What you have to do - Convert the lines of the data into a numbered list, starting at the line that contains "the camouflage jacket" and ending with the line that contains "[(84, 35), (64, 35)]". Include both of those lines and omit any blank lines.

[Excerpts from point annotation data]
***
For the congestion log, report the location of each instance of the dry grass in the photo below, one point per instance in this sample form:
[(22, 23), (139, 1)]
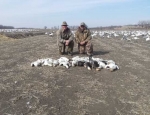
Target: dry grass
[(57, 91)]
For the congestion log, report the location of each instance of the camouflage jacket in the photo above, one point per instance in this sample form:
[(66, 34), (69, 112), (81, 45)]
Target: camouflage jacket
[(84, 35), (64, 35)]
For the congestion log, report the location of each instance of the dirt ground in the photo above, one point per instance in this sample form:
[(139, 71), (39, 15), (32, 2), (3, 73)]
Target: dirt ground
[(26, 90)]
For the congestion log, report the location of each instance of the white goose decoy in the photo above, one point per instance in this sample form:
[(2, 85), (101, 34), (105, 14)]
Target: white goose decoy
[(148, 39)]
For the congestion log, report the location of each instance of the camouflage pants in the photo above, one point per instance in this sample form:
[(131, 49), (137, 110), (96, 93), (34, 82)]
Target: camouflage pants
[(63, 48), (87, 47)]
***
Answer for the task -
1. For the congestion log, report the location of each instance of the camouflage jacket in the photo above, one point per instance in this sample form:
2. [(66, 34), (69, 112), (81, 45)]
3. Target: camouflage jacket
4. [(84, 35), (64, 35)]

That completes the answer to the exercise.